■ TASK DIRECTIONS: Report each row below that contains the string "house", copying every such row in full. Case counts when matching.

■ MATERIALS PROVIDED:
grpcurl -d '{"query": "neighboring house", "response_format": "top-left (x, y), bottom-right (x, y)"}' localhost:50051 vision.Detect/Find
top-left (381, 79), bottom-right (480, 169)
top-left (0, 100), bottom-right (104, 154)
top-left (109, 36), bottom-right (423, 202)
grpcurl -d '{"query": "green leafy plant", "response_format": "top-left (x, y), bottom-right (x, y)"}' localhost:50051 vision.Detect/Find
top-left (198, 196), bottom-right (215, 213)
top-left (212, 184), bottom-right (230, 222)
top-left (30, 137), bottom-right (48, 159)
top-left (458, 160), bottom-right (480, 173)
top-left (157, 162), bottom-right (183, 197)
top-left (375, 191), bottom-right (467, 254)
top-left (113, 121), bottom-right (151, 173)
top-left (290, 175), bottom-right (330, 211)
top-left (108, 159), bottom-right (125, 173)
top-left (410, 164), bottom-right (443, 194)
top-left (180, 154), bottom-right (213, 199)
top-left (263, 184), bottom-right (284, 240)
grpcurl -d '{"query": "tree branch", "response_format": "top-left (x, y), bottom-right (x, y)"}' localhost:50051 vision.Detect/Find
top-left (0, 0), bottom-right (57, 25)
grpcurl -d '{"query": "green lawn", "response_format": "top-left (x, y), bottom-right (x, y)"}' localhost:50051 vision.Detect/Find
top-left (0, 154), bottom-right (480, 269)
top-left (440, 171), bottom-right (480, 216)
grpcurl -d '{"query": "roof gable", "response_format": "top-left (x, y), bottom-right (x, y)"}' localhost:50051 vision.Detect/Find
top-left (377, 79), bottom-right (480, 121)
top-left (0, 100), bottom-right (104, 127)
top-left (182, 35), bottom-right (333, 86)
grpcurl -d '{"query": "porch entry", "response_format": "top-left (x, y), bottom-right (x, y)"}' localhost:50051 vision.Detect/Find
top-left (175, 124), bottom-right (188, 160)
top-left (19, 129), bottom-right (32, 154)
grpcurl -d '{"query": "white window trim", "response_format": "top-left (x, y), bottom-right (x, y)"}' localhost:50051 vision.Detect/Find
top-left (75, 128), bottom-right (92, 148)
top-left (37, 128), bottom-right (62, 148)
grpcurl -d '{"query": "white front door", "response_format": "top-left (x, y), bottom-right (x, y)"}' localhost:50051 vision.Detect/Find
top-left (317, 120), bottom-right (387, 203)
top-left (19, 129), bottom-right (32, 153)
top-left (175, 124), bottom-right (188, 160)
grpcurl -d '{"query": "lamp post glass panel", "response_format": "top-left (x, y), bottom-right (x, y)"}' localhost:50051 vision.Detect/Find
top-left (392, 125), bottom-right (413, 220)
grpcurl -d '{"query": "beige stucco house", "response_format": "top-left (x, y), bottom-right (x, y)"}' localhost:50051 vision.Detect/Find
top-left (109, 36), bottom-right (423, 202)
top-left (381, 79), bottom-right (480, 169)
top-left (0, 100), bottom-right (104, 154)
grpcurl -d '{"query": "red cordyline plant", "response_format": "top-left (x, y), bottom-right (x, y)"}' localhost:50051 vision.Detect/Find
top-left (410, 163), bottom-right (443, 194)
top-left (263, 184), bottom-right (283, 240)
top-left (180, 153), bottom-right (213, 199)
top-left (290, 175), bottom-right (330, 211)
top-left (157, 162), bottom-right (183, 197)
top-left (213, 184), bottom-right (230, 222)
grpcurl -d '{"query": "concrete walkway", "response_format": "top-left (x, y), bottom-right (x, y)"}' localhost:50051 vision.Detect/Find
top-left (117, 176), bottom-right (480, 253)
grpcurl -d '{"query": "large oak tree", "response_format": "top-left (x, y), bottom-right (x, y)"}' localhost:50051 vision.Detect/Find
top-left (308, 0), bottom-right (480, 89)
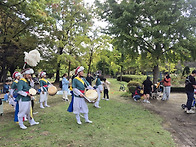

■ WRITTEN ANSWER:
grpcurl -d '{"query": "neighboring house", "response_format": "top-left (x, y), bottom-right (x, y)"}' localhost:50051 vision.Detect/Find
grpcurl -d '{"query": "beige stucco house", "response_format": "top-left (x, y), bottom-right (x, y)"}' localhost:50051 vision.Detect/Find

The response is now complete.